> [Written exercise] Reproduce exactly the final portion of the data: every line from the one containing "Target: illuminated temple" through the last line, inclusive.

Position identification records:

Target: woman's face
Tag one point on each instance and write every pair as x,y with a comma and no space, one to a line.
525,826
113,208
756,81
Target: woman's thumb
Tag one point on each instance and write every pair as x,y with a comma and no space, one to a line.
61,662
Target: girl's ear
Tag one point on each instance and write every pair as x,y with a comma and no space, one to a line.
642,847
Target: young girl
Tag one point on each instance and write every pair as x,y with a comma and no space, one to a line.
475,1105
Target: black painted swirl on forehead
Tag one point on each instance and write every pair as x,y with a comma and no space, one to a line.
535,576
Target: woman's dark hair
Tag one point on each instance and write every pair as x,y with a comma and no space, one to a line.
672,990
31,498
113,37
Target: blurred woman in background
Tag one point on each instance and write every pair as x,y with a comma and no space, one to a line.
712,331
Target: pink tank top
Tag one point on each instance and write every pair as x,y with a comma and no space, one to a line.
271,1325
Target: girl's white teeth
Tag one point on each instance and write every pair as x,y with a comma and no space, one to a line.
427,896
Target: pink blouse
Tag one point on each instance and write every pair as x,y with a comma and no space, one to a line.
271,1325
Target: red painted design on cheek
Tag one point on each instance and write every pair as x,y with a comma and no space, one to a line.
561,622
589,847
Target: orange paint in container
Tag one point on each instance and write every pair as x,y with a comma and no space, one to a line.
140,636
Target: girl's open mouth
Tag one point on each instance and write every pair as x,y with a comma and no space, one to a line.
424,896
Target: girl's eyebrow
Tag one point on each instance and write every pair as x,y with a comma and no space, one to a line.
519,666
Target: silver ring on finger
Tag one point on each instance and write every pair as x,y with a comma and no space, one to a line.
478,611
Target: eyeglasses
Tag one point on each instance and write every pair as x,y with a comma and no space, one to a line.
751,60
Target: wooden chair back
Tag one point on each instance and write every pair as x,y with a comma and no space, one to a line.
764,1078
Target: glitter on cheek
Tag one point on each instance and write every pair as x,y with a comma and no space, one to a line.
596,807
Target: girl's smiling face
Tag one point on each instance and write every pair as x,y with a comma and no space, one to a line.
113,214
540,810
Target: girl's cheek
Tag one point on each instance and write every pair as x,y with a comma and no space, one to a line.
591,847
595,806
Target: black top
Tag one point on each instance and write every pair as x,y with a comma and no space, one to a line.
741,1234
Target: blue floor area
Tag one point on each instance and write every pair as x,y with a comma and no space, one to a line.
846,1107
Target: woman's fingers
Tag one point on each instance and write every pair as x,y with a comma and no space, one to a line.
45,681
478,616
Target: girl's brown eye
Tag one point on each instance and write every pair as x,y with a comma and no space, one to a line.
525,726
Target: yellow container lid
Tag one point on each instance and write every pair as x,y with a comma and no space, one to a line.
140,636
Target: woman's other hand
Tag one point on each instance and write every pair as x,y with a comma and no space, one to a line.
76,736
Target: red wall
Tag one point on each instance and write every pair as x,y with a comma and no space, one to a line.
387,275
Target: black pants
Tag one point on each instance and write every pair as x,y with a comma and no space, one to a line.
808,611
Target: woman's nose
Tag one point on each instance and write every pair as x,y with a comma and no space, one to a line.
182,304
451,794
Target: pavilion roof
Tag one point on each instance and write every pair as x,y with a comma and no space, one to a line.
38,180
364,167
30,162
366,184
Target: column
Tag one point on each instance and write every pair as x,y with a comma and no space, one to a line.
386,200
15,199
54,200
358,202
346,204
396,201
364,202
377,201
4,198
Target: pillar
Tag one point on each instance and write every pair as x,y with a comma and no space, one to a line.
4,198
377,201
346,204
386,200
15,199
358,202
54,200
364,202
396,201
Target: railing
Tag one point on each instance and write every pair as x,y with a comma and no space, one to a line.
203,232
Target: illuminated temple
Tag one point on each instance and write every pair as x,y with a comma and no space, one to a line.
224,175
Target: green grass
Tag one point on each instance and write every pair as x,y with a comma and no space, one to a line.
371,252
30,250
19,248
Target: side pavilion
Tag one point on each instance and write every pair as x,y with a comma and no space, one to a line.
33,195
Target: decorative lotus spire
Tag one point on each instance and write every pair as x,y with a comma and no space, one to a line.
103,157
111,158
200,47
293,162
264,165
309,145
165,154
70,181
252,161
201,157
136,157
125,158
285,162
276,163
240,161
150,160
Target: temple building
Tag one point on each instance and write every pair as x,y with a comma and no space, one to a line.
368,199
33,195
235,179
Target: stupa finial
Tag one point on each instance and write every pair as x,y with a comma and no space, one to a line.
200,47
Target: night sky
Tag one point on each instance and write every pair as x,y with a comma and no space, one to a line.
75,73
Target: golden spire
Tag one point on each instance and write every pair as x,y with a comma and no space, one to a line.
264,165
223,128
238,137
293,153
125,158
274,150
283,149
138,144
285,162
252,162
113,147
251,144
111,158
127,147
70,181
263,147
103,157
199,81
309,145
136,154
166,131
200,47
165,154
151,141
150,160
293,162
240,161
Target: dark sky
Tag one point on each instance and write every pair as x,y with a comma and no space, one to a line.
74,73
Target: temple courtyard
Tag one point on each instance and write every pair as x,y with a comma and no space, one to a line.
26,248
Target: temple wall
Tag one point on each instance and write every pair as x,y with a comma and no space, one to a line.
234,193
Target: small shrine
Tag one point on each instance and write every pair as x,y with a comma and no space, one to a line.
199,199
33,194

> [Exercise solution]
Target: illuminated temple
Tag one point on each instance and write every pair as x,y with a comma and no space, one to a line.
224,175
Target: green grass
Tag one point on each instance and write every pair as x,y with a comma and no space, one to a line.
371,252
30,250
19,248
Target: side pavilion
Tag one point on each instance and write every pair as x,y with a comma and no space, one to a line.
33,195
Target: decorative lotus spire
Tag one point on each instance and write every pair as x,y with a comma and no space, one to a line.
103,157
111,158
200,47
293,162
264,165
309,145
165,154
70,181
252,161
201,157
136,157
125,158
285,162
276,163
240,161
150,160
Target: temple building
Tag one point on each instance and write every pair as x,y with a comma and no space, one to a line.
368,199
33,195
235,179
Target: stupa finial
Tag one point on each instance and write every pair as x,y with a comma and no space, one to a line.
200,47
Target: night sky
Tag one point on each instance and write every pair as x,y with a comma and no space, one to a line.
75,73
Target: golden spire
Tag one point on each instance and write every pair as x,y with a comma and no space, one to a line.
264,165
223,128
238,137
293,153
125,158
274,150
283,149
138,144
285,162
252,162
113,147
251,144
111,158
127,147
70,181
263,147
103,157
199,81
309,145
136,154
166,131
200,47
165,154
151,141
150,160
293,162
240,161
Target: dark sky
Tag one point on each instance and write every pair as x,y with a comma and no space, one to a line.
74,73
Target: temple courtyard
Tag one point on each instance and write every pair as x,y with a comma and no space, one to a line.
26,248
Target: temple wall
Tag one point on each instance and write every pair as x,y with a comma and no space, one to a line.
234,193
Target: small shrine
Tag one point on each instance and write every pair as x,y with a comma and no space, one to a line.
199,199
33,194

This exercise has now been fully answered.